Exercise aim |
Please locate each line in the entries below that contains the word "plaza" and copy those lines.
::::
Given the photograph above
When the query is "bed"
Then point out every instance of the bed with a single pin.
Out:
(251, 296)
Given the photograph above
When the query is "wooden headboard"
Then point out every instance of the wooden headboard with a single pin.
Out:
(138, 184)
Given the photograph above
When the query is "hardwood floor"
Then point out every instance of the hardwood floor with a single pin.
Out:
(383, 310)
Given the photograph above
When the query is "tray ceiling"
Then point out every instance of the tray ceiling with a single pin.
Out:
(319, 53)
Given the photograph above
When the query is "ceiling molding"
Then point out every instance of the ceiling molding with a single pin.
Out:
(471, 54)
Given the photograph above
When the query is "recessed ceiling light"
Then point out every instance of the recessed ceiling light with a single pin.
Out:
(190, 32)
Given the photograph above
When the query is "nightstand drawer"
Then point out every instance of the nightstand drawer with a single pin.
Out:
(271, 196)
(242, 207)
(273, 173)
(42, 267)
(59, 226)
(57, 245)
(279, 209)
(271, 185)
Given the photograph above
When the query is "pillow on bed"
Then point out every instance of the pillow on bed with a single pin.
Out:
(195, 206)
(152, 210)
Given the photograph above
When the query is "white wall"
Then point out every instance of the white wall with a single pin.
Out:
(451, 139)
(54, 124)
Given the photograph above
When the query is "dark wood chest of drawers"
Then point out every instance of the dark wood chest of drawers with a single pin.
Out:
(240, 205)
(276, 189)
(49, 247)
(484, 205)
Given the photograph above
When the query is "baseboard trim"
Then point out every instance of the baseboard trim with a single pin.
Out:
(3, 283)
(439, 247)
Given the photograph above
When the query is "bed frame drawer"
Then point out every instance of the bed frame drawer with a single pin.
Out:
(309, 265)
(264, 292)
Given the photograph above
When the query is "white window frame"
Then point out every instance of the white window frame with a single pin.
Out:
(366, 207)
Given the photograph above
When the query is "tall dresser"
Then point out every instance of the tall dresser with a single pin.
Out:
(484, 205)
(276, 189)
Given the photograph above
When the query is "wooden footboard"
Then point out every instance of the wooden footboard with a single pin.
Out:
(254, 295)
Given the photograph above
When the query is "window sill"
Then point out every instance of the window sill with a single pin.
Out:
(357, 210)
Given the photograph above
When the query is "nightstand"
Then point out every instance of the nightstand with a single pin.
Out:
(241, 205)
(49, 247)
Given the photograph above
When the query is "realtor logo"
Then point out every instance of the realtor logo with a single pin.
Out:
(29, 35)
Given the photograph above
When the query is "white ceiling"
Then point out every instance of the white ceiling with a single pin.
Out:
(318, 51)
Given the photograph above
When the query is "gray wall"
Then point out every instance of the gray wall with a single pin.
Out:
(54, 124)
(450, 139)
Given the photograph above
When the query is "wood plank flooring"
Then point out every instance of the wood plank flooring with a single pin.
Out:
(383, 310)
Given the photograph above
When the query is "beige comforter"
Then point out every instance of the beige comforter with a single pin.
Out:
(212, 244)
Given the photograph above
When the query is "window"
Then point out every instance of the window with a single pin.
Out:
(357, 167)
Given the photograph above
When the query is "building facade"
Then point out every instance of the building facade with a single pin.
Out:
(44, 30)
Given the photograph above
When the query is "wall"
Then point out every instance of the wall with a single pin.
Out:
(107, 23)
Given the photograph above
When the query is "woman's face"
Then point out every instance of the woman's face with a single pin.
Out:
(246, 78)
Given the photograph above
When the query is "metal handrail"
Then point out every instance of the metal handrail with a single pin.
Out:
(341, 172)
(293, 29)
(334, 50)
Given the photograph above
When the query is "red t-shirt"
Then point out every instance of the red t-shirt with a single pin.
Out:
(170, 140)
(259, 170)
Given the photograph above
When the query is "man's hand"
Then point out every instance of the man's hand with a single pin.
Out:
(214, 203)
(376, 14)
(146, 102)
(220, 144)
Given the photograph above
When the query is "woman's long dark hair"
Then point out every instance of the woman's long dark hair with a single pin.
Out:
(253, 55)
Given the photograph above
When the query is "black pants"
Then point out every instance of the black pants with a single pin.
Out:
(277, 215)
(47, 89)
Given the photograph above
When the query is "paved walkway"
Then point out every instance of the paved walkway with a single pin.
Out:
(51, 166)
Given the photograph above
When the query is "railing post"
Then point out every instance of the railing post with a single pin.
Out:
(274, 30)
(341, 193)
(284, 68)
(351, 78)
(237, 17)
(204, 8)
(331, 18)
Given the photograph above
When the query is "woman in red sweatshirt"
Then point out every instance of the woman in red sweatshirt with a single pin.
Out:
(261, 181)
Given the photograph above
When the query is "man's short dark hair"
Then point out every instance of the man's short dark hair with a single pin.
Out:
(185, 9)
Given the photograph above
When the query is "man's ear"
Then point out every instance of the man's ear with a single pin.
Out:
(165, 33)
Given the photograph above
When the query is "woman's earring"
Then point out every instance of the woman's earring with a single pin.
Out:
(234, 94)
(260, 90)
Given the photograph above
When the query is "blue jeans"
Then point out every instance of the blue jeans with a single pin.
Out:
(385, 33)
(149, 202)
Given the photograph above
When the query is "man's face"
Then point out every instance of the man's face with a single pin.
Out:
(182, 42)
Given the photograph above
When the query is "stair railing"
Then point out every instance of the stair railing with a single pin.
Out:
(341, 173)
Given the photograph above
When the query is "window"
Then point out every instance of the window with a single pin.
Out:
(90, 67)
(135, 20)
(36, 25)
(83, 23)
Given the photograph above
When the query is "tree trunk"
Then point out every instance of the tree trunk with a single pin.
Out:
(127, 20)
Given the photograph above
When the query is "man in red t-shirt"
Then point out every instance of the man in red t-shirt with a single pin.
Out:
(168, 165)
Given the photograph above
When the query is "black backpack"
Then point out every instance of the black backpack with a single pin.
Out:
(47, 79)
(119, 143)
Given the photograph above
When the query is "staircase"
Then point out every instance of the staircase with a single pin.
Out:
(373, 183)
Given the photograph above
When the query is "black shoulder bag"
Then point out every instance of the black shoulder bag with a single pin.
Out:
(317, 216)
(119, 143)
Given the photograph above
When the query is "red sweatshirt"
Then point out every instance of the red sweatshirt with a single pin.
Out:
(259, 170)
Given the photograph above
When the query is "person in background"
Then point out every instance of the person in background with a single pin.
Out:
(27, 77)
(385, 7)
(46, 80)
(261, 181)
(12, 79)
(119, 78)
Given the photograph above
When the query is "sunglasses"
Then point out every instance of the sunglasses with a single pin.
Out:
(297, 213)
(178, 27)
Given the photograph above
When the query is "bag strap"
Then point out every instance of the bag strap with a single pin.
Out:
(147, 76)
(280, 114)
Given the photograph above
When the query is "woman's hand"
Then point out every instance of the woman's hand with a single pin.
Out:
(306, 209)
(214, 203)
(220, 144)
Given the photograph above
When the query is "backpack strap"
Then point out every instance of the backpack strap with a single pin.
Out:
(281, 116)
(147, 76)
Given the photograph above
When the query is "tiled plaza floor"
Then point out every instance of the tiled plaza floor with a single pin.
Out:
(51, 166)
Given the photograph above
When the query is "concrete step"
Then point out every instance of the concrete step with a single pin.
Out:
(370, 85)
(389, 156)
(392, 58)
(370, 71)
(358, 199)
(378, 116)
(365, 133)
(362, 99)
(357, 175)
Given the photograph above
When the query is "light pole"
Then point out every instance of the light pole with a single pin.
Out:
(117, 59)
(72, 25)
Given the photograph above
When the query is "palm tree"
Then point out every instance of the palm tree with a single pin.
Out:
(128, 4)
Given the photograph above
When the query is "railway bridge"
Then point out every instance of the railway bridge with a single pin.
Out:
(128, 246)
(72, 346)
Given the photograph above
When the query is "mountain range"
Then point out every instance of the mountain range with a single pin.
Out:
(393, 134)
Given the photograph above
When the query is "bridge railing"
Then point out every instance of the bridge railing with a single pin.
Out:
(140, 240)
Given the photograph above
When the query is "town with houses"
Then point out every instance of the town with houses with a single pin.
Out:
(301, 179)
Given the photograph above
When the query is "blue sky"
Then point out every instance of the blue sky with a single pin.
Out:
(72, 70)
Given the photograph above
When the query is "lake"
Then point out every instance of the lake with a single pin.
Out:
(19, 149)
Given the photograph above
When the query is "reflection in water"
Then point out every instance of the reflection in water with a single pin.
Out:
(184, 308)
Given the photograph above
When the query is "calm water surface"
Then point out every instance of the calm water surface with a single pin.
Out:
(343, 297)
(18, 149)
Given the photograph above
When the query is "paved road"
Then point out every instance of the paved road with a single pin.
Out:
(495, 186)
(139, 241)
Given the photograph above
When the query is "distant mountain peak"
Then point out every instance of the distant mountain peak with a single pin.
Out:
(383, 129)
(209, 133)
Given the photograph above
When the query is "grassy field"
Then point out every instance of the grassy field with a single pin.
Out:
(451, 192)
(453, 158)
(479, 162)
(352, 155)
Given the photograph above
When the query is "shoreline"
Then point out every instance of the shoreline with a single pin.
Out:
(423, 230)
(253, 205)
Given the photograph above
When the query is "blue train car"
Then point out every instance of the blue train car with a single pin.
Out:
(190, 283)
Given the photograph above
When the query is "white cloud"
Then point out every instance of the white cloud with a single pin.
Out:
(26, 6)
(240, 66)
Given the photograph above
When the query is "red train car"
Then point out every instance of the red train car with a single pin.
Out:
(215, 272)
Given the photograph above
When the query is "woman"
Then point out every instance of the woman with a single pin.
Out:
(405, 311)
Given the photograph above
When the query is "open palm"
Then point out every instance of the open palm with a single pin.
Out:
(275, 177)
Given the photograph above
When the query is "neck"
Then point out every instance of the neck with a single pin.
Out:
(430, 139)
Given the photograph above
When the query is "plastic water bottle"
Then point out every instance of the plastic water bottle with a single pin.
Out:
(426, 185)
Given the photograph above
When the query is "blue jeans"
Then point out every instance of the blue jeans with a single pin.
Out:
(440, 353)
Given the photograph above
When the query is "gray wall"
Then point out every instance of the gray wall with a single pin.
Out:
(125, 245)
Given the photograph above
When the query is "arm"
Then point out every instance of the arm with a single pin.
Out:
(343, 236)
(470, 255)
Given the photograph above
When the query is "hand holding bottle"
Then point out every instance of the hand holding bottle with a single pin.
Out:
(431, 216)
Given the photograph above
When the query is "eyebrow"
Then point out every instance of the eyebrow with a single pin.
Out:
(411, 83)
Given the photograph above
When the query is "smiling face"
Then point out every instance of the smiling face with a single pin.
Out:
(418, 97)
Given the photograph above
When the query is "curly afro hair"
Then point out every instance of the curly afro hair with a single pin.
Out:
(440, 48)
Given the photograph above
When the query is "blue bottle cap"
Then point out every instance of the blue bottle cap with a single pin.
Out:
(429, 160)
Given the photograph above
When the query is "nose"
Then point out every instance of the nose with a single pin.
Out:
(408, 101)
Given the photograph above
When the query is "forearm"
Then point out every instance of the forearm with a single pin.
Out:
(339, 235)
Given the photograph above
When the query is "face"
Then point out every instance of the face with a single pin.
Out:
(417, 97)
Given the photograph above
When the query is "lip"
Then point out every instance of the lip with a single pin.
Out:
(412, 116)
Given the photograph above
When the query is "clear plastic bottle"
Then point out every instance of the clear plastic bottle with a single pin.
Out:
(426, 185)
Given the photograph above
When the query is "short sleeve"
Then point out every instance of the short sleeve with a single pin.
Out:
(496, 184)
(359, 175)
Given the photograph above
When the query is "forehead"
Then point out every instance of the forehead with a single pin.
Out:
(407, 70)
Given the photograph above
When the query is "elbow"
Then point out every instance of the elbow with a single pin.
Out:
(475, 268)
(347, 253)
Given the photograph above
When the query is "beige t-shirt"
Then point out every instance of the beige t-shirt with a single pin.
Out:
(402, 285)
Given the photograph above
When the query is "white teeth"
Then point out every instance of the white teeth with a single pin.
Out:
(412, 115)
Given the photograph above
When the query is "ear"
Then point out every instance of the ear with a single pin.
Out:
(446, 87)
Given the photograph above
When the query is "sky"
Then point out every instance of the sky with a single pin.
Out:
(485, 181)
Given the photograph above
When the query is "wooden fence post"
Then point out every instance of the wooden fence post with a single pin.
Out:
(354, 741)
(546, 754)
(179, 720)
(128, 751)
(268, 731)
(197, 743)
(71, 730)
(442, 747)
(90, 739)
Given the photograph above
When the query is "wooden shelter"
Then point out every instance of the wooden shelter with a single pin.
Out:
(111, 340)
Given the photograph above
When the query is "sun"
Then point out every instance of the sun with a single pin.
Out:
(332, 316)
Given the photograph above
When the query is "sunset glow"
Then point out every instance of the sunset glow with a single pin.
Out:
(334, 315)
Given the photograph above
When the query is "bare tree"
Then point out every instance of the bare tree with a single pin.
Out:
::::
Complete response |
When the query is "tiled plaza floor"
Then point out every instance of the tiled plaza floor with a single pin.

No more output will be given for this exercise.